* _Your goal_
Update the records below so that "traffic monitoring" is replaced with "road surveillance" everywhere and nothing else changes. Leave the pictures out of your answer.

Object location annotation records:
** start **

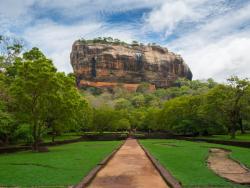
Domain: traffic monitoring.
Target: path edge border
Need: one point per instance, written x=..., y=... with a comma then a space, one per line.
x=92, y=174
x=165, y=174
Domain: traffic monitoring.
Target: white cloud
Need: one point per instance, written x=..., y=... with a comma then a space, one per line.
x=220, y=59
x=172, y=12
x=215, y=43
x=218, y=48
x=56, y=40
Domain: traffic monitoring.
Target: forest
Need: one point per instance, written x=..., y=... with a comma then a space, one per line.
x=36, y=100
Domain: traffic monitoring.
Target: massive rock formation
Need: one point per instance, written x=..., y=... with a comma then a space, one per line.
x=106, y=65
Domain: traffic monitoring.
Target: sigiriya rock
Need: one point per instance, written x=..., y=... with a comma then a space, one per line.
x=107, y=64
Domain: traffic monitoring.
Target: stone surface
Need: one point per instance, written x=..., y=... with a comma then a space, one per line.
x=129, y=168
x=110, y=63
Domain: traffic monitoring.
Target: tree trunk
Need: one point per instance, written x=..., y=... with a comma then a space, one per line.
x=241, y=126
x=35, y=143
x=233, y=133
x=53, y=137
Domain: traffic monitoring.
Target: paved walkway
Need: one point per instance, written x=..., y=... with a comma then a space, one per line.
x=129, y=168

** end **

* _Full response_
Domain: road surveillance.
Target: path edge border
Need: one point per instance, written x=..., y=... with a comma then a space, one per line.
x=92, y=174
x=165, y=174
Domain: road surveillance.
Target: white cloud
Need: one point per instance, written x=..., y=... with a comma then a space, one per line.
x=220, y=59
x=172, y=12
x=215, y=43
x=218, y=48
x=56, y=40
Domain: road surveillance.
Target: forest
Need: one point per instance, written x=..., y=... with a comma then a space, one per line.
x=36, y=100
Domain: road surveillance.
Target: massive rock formation
Need: one point per instance, written x=..., y=... with a comma then a space, one per line.
x=106, y=65
Domain: road surveillance.
Target: sigiriya rock
Need: one point per instance, written x=..., y=... with a comma then a space, one per line.
x=107, y=64
Domain: road surveillance.
Target: stone surface
Need: one point per instance, written x=..., y=... with a comma then a space, one per line.
x=129, y=168
x=110, y=63
Domain: road surveillance.
Target: tree trunk
Need: one point per instance, written x=..., y=... with a comma then a space, one per line.
x=241, y=126
x=35, y=143
x=233, y=133
x=53, y=137
Domain: road surveillance.
Target: paved walkway
Need: one point per instance, written x=..., y=... with a comma then a space, one per line.
x=129, y=168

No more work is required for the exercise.